### Written exercise:
Starting at the top of the data and ending with the line that contains "144L102 149L114 148L127", format each line as one string in a JSON list, leaving out blank lines.

### Supplied material:
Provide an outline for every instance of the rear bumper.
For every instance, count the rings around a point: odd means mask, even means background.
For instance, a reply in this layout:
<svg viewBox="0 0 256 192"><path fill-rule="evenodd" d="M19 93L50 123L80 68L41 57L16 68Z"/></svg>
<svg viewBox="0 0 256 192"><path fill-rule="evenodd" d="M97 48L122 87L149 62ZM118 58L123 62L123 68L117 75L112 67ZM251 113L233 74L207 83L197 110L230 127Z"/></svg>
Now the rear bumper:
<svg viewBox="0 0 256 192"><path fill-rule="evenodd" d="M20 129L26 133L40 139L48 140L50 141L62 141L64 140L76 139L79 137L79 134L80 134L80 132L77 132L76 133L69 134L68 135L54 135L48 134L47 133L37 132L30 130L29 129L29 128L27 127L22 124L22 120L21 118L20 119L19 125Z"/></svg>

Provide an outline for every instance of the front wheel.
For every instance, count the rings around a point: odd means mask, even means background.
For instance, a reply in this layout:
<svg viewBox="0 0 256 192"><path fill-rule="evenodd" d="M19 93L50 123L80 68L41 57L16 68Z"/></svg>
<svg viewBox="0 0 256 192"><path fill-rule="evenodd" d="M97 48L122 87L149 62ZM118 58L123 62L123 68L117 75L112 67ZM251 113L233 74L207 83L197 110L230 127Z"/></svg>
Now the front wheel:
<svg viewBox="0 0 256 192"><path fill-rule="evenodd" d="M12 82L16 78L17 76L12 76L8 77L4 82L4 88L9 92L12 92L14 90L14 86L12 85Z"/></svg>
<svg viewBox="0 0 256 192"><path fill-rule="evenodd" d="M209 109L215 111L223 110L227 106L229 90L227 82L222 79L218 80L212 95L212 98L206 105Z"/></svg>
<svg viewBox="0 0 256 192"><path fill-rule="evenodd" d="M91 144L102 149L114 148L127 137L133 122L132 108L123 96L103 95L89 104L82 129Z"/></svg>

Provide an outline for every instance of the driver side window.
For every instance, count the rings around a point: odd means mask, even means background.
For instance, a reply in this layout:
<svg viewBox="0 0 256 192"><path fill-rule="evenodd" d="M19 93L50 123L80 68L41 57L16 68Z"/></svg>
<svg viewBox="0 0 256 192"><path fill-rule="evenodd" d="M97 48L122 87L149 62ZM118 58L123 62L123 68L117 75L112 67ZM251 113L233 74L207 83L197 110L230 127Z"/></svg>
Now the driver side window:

### Final result:
[
  "Provide an outline for every instance of the rear bumper.",
  "For every instance, count the rings around a point: odd means mask, even means background.",
  "For instance, a reply in this layout:",
  "<svg viewBox=\"0 0 256 192\"><path fill-rule=\"evenodd\" d=\"M19 93L50 123L80 68L41 57L16 68Z\"/></svg>",
  "<svg viewBox=\"0 0 256 192\"><path fill-rule=\"evenodd\" d=\"M97 48L122 87L149 62ZM118 58L123 62L123 68L117 75L112 67ZM251 113L233 74L207 83L197 110L230 127Z\"/></svg>",
  "Now the rear bumper:",
  "<svg viewBox=\"0 0 256 192\"><path fill-rule=\"evenodd\" d=\"M20 129L26 133L40 139L48 140L50 141L62 141L64 140L76 139L79 137L79 134L80 134L80 132L77 132L76 133L69 134L68 135L54 135L48 134L47 133L37 132L30 130L29 129L29 128L27 127L22 124L22 120L21 118L20 119L19 125Z\"/></svg>",
  "Provide an outline for every instance of the front wheel.",
  "For every instance, count the rings around a point: odd means mask, even means background.",
  "For instance, a reply in this layout:",
  "<svg viewBox=\"0 0 256 192\"><path fill-rule=\"evenodd\" d=\"M19 93L50 123L80 68L41 57L16 68Z\"/></svg>",
  "<svg viewBox=\"0 0 256 192\"><path fill-rule=\"evenodd\" d=\"M97 48L122 87L149 62ZM118 58L123 62L123 68L117 75L112 67ZM251 113L233 74L207 83L197 110L230 127Z\"/></svg>",
  "Now the front wheel:",
  "<svg viewBox=\"0 0 256 192\"><path fill-rule=\"evenodd\" d=\"M12 82L16 78L17 76L12 76L8 77L4 82L4 88L9 92L12 92L14 90L14 86L12 85Z\"/></svg>",
  "<svg viewBox=\"0 0 256 192\"><path fill-rule=\"evenodd\" d=\"M209 109L215 111L223 110L227 106L229 90L227 82L222 79L218 80L212 95L212 98L206 105Z\"/></svg>",
  "<svg viewBox=\"0 0 256 192\"><path fill-rule=\"evenodd\" d=\"M91 144L102 149L114 148L127 137L133 122L132 108L123 96L103 95L89 104L82 129Z\"/></svg>"
]